* **EXCERPTED PASSAGE**
-*-*-
What’s That Smell? The Lowdown On Feline Spraying

Cat spraying

It’s never pleasant to come home to find puddles of cat urine throughout the house. Why do cats feel the need to urinate outside of the litter box and what can be done about it? Firstly, you need to identify if your cat is spraying (also known as marking), as opposed to simply urinating inappropriately. When a cat sprays, he will usually urinate on a vertical surface (a wall, couch, door etc), with his tail erect, sometimes twitching his entire body, depositing a fairly small amount of foul smelling urine.

Why does a cat spray?

Unlike dogs, cats lack social skills, and spraying is a form of communication; their way of sending messages without actually having to confront one another.

  • Marking territory: The most common understanding as to why cats spray is they are marking their territory. By leaving his mark on the door, his message is clear; “This is my home – do not enter.”
  • Announcing availability: Spraying is common during mating season. The pheromones in the urine communicate ones availability. “Ladies, I’m ready and willing to have your babies!”
  • Anxiety:  Cats thrive on routine and familiarity – they don’t like change. Any change to his environment, such as a new baby, new pet or even new furniture, can cause stress which can result in spraying. “What’s that thing that has come into my home, cries all the time and smells odd? I don’t like it.”

How to stop the behaviour

Contrary to popular belief, not only male cats spray, females do it too, although generally not as frequently.

  • Sterilization: As the saying goes, prevention is better than cure and neutering your cat before he starts spraying is the best bet. Neutering them after they’ve started has been known to help, but it’s not nearly as effective.
-*-*-
* **WHAT NEEDS TO BE DONE**
Extend the article on cat spraying, picking up right after its point about neutering.
-*-*-
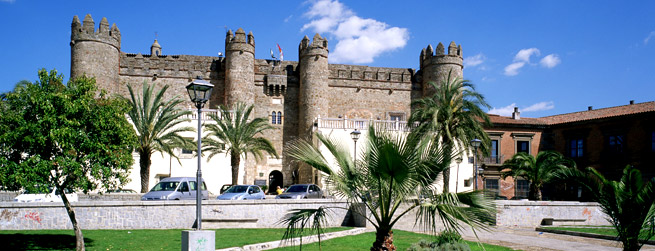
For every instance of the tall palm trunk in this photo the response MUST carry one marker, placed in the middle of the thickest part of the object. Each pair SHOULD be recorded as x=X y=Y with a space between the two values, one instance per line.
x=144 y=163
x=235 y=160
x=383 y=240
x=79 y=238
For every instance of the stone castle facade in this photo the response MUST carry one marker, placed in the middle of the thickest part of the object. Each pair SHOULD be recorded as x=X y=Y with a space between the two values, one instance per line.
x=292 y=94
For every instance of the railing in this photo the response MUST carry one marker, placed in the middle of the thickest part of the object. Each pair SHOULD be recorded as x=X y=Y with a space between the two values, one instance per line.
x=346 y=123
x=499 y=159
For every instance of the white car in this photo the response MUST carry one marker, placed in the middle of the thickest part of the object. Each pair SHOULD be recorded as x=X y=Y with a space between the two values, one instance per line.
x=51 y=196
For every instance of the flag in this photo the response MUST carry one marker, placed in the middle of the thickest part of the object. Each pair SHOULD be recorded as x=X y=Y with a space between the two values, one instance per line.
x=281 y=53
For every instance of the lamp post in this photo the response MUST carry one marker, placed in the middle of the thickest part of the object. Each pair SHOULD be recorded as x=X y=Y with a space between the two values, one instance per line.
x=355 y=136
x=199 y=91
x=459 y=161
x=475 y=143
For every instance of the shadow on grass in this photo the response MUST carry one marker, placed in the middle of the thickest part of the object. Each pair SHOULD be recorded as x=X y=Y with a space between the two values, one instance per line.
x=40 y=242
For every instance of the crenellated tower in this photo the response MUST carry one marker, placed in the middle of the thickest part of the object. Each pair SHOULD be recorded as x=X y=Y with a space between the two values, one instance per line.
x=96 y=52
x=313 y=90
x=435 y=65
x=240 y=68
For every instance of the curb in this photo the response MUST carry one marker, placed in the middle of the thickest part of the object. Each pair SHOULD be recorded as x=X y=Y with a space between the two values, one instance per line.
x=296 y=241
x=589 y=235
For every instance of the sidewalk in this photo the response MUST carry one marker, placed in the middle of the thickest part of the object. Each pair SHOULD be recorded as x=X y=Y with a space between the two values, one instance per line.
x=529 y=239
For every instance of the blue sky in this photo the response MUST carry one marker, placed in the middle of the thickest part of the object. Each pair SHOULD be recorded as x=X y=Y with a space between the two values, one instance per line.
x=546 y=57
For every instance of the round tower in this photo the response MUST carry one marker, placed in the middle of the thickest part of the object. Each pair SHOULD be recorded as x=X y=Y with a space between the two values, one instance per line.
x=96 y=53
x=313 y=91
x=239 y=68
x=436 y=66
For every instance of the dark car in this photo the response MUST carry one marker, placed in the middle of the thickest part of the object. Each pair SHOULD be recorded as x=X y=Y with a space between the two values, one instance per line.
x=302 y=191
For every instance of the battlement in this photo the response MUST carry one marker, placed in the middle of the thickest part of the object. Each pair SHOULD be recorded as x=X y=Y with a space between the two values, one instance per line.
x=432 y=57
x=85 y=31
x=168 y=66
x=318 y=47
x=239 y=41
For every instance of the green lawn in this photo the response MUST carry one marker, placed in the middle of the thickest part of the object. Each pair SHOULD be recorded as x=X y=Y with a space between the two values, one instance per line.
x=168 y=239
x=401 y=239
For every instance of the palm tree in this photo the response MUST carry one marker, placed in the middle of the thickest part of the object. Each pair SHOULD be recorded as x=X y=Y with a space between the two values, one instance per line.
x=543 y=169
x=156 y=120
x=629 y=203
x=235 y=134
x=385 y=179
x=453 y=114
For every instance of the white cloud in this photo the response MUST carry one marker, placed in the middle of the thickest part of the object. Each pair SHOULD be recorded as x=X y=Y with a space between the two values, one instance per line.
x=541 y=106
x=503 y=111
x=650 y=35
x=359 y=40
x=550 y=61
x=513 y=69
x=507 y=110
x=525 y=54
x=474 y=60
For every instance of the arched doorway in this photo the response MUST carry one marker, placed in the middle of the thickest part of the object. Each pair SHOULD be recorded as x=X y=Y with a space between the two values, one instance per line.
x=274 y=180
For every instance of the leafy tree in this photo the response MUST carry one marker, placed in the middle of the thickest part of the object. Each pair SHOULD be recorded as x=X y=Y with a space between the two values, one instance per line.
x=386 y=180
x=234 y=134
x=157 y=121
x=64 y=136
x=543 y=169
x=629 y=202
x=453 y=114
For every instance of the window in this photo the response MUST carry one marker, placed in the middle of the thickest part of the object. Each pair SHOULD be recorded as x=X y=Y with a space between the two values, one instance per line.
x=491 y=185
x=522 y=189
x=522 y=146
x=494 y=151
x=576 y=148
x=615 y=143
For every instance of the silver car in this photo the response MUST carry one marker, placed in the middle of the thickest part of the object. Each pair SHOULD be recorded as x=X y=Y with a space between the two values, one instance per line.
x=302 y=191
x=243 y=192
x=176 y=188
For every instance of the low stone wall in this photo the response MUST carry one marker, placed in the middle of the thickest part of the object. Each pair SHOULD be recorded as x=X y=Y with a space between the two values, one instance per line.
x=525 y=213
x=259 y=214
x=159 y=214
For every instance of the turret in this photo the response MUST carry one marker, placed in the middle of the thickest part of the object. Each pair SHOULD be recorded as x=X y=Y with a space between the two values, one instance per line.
-*-*-
* **ANSWER BELOW**
  • Provide a safe haven: Providing a safe and secure environment is the most effective (but not always practical) method of stopping your cat from spraying. You can’t exactly leave the new baby at the hospital! But you can create a safe area for the cat to enjoy, provide scratching posts, play with him, and cat-proof the nursery.
    In households with more than one cat, try and separate them, and create plenty of places for cats to hide and enjoy their own territory.
    In households where external factors are influencing your cat’s insecurities, ascertain how you can make him less vulnerable. (Keep curtains and doors closed etc)
  • Calming supplements: Try Regal Pet Health’s Cat Health Tonic which has been formulated using Dr. Schüssler’s Biochemic Tissue Salts to assist with not only keeping your feline in good health, but to calm him too.

If you feel your cat is simply urinating inappropriately (and not spraying as outlined above), it is advised to consult your veterinarian as he could be suffering from a medical condition or other behavioural issues which only your veterinarian or animal behaviourist will be able to diagnose.